■ **Instruction**
Return every line in the records below that contains the string "roof".

■ **Provided records**
-------
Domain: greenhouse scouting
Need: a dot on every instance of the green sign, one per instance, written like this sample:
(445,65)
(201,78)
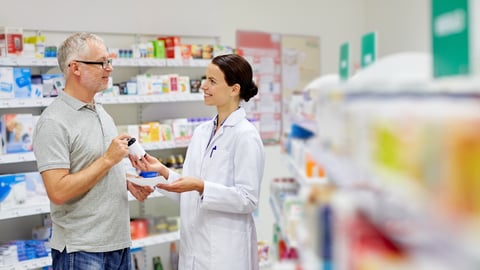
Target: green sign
(369,49)
(344,62)
(450,38)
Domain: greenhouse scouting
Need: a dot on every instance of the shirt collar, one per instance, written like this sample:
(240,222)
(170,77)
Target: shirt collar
(76,104)
(234,117)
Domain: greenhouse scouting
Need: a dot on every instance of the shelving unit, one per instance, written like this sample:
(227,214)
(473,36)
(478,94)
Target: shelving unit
(145,108)
(398,171)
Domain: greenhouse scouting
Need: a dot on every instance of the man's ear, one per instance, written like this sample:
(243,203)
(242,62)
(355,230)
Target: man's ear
(236,89)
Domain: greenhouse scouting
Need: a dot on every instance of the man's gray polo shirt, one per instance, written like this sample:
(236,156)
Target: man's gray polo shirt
(71,135)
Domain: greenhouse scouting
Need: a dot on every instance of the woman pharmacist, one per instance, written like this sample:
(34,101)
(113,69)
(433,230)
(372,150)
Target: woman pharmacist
(220,186)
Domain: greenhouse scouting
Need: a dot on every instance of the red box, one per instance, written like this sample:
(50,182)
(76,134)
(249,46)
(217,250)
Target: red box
(172,46)
(11,41)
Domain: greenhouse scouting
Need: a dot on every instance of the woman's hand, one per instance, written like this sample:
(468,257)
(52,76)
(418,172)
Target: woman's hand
(146,164)
(183,184)
(139,192)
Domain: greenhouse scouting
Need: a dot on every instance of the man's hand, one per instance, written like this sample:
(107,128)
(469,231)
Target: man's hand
(139,192)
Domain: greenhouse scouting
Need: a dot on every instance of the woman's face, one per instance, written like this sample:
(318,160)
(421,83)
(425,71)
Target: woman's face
(216,91)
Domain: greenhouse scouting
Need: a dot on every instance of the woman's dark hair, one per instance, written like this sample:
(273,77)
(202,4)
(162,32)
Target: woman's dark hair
(237,70)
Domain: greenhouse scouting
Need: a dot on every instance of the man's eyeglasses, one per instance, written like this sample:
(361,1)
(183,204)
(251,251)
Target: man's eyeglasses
(104,64)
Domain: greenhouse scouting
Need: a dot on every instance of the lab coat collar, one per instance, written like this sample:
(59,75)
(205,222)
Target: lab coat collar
(235,117)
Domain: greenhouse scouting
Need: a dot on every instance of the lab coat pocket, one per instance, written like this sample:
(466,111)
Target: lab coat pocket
(219,167)
(230,249)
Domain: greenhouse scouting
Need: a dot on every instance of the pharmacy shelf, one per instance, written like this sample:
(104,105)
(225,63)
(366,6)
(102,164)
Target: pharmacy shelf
(111,100)
(156,239)
(17,158)
(16,61)
(30,264)
(143,242)
(30,157)
(43,207)
(23,211)
(300,176)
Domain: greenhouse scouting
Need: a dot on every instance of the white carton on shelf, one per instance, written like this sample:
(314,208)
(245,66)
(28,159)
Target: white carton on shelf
(6,82)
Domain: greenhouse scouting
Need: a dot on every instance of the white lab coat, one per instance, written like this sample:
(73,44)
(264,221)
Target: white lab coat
(217,230)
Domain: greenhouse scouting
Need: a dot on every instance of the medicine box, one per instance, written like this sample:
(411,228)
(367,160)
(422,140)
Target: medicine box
(6,82)
(13,191)
(11,41)
(18,132)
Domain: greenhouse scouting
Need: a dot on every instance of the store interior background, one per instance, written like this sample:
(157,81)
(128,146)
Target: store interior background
(402,25)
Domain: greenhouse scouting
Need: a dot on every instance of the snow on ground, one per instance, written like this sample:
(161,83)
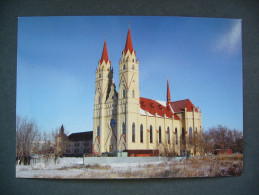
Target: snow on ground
(73,168)
(164,167)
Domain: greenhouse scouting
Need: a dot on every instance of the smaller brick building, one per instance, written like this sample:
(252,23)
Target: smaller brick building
(79,144)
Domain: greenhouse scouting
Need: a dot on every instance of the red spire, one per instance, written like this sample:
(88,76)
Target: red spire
(128,45)
(168,93)
(105,53)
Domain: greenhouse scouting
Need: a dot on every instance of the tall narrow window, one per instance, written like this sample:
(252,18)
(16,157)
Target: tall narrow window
(168,135)
(123,128)
(141,133)
(133,132)
(183,135)
(151,134)
(159,137)
(124,93)
(190,135)
(98,131)
(176,136)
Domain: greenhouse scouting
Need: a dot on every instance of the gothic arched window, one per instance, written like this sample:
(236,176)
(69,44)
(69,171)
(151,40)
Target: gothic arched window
(124,93)
(98,131)
(151,134)
(168,135)
(124,128)
(159,137)
(133,132)
(190,132)
(141,133)
(176,136)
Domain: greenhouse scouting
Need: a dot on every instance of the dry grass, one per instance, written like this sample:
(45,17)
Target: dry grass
(94,166)
(206,166)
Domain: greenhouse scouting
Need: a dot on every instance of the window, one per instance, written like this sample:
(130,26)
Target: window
(141,133)
(151,134)
(190,132)
(168,135)
(190,135)
(124,93)
(176,136)
(183,135)
(98,131)
(159,137)
(133,132)
(123,128)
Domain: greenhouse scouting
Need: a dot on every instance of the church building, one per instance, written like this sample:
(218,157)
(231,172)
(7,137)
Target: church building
(124,121)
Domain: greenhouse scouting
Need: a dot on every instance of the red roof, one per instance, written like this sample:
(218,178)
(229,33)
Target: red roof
(104,54)
(179,106)
(153,107)
(128,45)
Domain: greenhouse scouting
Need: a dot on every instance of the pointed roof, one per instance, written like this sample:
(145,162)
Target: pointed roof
(153,106)
(168,96)
(128,45)
(104,54)
(179,106)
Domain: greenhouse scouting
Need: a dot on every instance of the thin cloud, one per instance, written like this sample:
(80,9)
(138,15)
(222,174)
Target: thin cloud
(230,42)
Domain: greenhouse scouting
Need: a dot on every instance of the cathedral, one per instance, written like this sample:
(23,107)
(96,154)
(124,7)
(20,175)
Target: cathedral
(124,121)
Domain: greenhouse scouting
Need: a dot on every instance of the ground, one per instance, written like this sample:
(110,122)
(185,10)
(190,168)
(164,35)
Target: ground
(206,166)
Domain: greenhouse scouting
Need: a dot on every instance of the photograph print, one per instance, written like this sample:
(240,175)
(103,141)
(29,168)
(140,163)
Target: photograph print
(103,97)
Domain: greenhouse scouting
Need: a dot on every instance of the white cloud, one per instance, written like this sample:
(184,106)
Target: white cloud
(230,42)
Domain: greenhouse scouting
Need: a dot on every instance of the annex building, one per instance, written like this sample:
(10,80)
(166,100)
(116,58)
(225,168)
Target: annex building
(124,121)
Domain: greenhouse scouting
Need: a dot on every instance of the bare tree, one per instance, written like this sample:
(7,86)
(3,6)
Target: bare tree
(26,134)
(221,137)
(60,141)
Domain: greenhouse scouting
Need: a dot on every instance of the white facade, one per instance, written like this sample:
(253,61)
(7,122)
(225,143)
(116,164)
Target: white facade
(125,121)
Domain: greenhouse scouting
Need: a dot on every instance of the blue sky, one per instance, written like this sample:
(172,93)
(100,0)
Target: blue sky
(57,58)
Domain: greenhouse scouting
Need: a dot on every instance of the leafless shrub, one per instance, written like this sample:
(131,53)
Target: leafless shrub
(26,135)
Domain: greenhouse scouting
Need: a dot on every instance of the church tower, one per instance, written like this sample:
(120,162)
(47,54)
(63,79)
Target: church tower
(103,83)
(128,98)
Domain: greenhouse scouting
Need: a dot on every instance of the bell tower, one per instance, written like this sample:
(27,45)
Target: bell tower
(103,81)
(128,98)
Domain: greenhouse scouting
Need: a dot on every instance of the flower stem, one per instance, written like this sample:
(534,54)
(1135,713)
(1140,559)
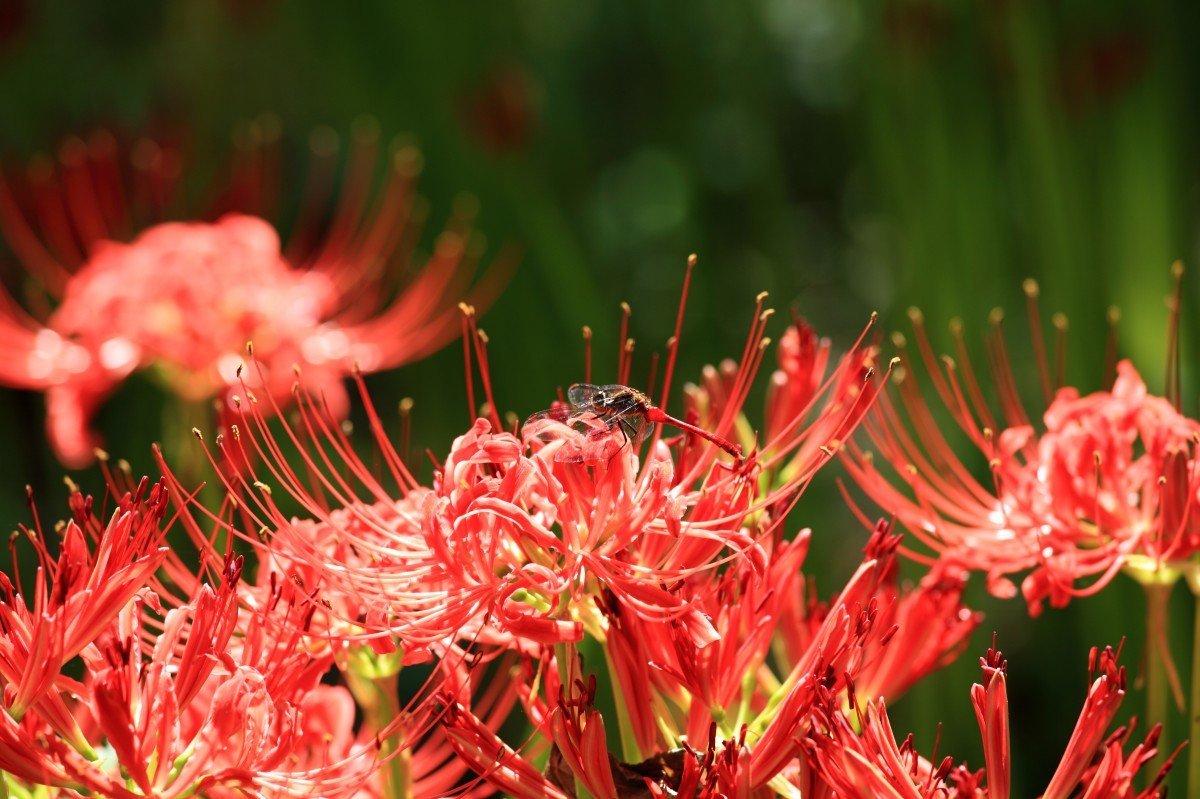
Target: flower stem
(1194,700)
(1157,691)
(565,660)
(379,700)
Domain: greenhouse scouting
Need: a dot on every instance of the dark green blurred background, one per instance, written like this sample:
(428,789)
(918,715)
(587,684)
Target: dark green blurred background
(844,155)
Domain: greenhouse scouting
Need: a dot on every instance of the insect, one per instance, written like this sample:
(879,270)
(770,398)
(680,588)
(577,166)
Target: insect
(604,409)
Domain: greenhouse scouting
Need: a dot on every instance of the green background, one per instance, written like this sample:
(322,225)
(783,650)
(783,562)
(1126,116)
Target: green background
(844,155)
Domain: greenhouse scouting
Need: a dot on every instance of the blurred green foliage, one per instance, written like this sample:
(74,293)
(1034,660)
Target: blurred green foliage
(843,155)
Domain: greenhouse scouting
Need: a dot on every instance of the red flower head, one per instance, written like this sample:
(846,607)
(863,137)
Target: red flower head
(203,698)
(532,538)
(185,298)
(1110,480)
(100,569)
(864,761)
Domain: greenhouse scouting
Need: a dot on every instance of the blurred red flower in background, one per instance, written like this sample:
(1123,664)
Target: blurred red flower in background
(184,298)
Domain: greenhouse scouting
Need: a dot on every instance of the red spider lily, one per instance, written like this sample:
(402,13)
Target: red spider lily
(201,701)
(1110,479)
(700,721)
(183,298)
(867,762)
(515,544)
(100,569)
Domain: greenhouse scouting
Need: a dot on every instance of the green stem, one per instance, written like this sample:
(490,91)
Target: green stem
-------
■ **Right answer**
Need: a dot on every instance of the red roof, one per instance, written like this sample:
Target: red roof
Need: a dot on every instance of the pointed roof, one per instance, written like this sample:
Target: pointed roof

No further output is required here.